Collection entries:
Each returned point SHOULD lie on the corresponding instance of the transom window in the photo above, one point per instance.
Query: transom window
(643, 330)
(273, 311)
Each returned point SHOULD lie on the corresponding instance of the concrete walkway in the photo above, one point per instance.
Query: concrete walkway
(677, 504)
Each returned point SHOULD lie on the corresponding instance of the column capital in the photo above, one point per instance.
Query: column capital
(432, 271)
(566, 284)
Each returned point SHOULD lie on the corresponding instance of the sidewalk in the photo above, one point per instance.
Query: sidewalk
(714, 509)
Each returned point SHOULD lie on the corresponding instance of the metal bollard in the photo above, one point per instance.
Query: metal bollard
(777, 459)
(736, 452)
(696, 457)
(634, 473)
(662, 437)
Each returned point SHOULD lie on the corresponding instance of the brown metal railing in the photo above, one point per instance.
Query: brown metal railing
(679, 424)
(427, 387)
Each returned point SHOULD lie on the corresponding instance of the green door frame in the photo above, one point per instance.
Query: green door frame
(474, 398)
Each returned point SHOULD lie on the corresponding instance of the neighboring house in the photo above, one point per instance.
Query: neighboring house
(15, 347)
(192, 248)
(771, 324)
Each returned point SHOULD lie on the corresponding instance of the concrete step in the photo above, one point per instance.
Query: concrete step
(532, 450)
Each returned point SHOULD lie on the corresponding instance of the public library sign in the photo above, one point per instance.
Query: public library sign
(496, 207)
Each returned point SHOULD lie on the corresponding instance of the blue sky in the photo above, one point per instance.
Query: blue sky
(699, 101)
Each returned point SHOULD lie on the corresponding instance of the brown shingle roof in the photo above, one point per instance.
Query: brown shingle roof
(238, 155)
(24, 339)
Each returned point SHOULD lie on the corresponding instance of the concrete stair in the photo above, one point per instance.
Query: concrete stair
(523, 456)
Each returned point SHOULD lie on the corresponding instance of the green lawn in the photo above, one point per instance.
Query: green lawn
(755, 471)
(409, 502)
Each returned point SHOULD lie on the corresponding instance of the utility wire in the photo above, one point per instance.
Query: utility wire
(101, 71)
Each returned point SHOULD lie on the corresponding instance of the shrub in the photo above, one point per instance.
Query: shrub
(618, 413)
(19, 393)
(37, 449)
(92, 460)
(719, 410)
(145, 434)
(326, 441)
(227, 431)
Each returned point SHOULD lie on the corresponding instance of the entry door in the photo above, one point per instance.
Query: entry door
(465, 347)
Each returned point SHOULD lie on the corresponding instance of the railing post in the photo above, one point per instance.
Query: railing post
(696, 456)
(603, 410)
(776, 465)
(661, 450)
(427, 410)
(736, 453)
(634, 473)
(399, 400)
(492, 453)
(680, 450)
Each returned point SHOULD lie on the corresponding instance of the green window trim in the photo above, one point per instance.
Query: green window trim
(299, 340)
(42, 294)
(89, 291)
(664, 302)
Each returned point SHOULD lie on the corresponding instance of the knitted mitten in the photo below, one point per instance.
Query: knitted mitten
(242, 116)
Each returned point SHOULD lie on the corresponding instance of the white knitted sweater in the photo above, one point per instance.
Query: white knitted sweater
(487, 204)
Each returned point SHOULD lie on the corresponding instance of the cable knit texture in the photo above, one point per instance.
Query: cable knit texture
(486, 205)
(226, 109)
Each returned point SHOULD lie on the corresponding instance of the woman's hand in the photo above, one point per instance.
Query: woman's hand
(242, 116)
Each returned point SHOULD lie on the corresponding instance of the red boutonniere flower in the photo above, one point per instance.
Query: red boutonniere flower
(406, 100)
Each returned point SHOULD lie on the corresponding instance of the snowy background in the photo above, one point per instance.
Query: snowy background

What to do: From the data above, output only the lines between the line containing "Query: green door frame" and the line containing "the concrete step", inclusive, exactly as written.

Answer to the exercise:
Query: green door frame
(474, 398)
Each returned point SHOULD lie on the corresponding instance of the neighboring house in the photo above, one point per instance.
Query: neighboring house
(15, 347)
(192, 248)
(771, 324)
Each returned point SHOULD lie on the corresponding instance of the concrete step in the photo above, one point per instance.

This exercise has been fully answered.